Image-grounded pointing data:
= = = = = = =

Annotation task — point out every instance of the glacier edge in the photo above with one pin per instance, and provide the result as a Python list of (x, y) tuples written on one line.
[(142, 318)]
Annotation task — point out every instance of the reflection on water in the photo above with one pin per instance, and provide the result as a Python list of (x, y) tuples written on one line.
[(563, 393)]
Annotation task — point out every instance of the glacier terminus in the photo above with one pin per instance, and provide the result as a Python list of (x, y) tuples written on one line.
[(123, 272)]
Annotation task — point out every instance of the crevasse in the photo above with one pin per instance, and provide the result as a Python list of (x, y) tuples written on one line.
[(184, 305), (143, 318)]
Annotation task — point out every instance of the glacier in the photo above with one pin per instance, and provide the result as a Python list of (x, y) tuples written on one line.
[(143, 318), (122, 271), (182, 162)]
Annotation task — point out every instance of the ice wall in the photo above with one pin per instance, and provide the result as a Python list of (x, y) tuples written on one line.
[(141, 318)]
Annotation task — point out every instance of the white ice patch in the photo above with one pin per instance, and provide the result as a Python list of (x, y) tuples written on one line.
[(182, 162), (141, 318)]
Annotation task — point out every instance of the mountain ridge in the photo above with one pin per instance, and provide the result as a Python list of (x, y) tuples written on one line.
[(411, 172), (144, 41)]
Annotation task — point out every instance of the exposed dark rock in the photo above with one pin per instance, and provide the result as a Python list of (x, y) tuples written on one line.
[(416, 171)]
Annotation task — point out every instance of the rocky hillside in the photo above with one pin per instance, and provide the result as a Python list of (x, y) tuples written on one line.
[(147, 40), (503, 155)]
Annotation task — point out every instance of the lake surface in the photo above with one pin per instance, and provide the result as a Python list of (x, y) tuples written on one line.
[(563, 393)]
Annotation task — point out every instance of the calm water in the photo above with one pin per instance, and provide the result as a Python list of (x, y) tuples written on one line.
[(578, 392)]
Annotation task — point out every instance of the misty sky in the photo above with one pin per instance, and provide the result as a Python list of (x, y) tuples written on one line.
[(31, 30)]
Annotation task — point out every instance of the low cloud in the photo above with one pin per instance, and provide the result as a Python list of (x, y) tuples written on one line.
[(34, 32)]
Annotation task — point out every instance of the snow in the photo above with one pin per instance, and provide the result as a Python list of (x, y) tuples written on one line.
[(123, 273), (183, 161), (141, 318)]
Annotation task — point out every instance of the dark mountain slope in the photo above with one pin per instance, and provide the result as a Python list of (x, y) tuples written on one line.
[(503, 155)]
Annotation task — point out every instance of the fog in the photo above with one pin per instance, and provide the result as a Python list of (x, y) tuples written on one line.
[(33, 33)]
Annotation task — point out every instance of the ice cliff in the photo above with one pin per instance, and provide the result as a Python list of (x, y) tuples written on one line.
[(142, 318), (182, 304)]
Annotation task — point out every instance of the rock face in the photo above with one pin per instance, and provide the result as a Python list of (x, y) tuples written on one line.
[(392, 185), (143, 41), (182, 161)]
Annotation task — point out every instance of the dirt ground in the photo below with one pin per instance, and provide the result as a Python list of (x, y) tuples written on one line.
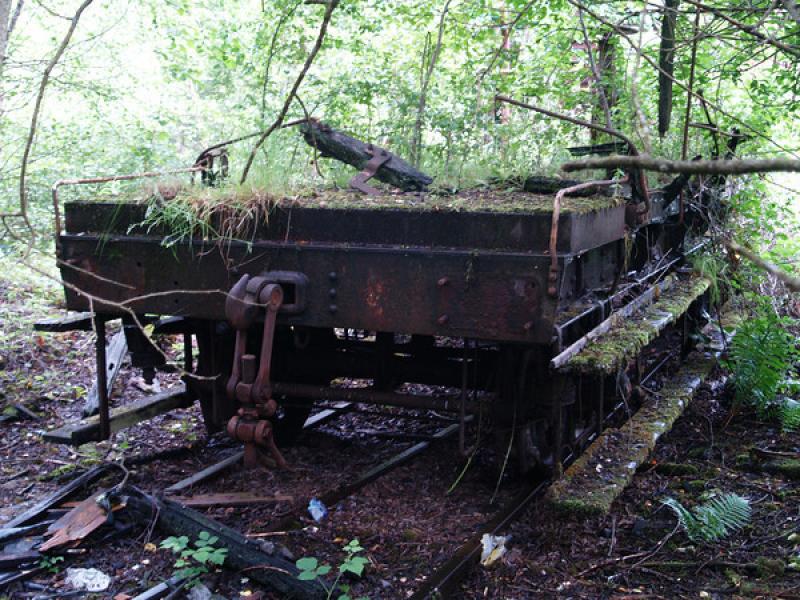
[(408, 521)]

= = = = = = =

WORK INSTRUCTIONS
With the pictures excluded, the records are to be reproduced exactly.

FINAL ANSWER
Annotation task — point out every instance of the glacier edge in the photo above with one pin per instance, and provide the result as a Python list of (x, y) tuples written on one line.
[(142, 318)]
Annotation task — point out every instance of the reflection on water in the photo above with one pin per instance, and provide the result as a Python list of (x, y) tuples written on one line.
[(563, 393)]
Annotation task — point out every instance of the glacier terminus in the photo above with one pin per instance, and provide the result as a Python list of (x, y) tuples written on one line.
[(123, 272)]
Annotation task — point out every instance of the crevasse in the photo above with one pin per instance, and provide the result as a Python list of (x, y) tuples written on one line.
[(184, 305), (143, 318)]
Annotation task — point out every instance of the glacier in the photo above with one pin per instance, and provide the result as a Python list of (x, y) tuples written on one line.
[(143, 318), (122, 271), (182, 162)]
Annotation task — point out every instance of the ice wall in the photo above with one pin per instance, and provide the result as a Python list of (x, y) tuples written on one line.
[(141, 318)]
Annotation task — point out every instance of the white ice patch in the photo above with one pin per instance, and provide the result as a Python list of (x, y) tuples written on one line.
[(182, 162), (141, 318)]
Annotation task — point out every instance of the mountain ridge in the photo above with one pin per instance, and provide the result as a Python list of (x, y) tuples written on one line.
[(411, 172), (144, 41)]
Annotation task — point out every instance of the exposed dark rock in the photo above with one pin per instance, and provide the result as a Python list of (x, y) tuples written on one line.
[(416, 171)]
Annotation task — point out every instance of the rocky hillside in the photo above with one pin per instance, and provide the result as a Python list of (x, y) tuples written on one line.
[(147, 40), (503, 155)]
Annotation task — point out every instance of the lake surface in the photo above with one pin per instance, and provide the result as a Python list of (x, y) tuples written on one line.
[(563, 393)]
Annotation task — point out every instance of the calm water in the photo above with one pin per instance, and provide the result as a Python list of (x, y) tuples written on one line.
[(578, 392)]
Annotation task — point out every instance of the misty sky in the photo above with one pin per instance, and provide the result as a Python list of (x, y) tuples written on one line.
[(31, 30)]
Annotation task — point out every instance of the low cloud in the photo above with one pin per instance, and provide the result as a Python list of (x, y) tuples written on one line.
[(34, 32)]
Annotation task — point out every instance of the snow in the photo above with one pin per instance, and provide the result as a Python list of (x, y) tuples written on one line.
[(123, 273), (183, 161), (141, 318)]
Annotation task — point out every instance of the dark mountain slope in the photo above with one pin per instance, and provide the result as a Python list of (x, y) tuples written on one line.
[(503, 155)]
Annotation task — point out every instance of the fog in the photo above with one pin per instance, and provide the result as a Python list of (x, y) tuples written on one line.
[(33, 33)]
Annotation task — point out every instance of the ice cliff in the photo above with one pin per instance, and provide the result as a Python list of (x, y) tuples written on one line.
[(142, 318), (182, 304)]
Annotation task — point out every instance of the rock face in the photo above with one pin per instance, and provide the result as a Python list of (x, y) tuples written on one line.
[(392, 185), (143, 41), (182, 161)]
Annotation task — point out every instance of the dirt ground in the photo below with one pin per instance, and provide the result as a Python list of (x, y) tuples written on one line.
[(408, 521)]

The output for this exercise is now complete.